PROBLEM DETAILS:
Search the entries below for the string "fender" and copy the lines that hold it.
--------------------------------------------------
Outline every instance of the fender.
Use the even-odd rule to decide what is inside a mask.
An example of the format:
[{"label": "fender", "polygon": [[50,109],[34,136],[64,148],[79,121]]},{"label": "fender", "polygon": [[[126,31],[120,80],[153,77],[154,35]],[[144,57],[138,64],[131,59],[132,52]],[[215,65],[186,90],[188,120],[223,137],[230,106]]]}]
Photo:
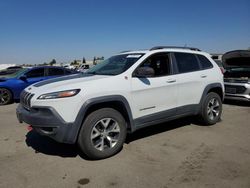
--------------------------------------------------
TASK ANSWER:
Outline every instance of the fender.
[{"label": "fender", "polygon": [[50,109],[34,136],[64,148],[79,121]]},{"label": "fender", "polygon": [[[126,31],[120,80],[153,77],[154,35]],[[144,57],[138,64],[131,59],[132,52]],[[215,65],[186,90],[188,120],[223,137],[230,106]]]}]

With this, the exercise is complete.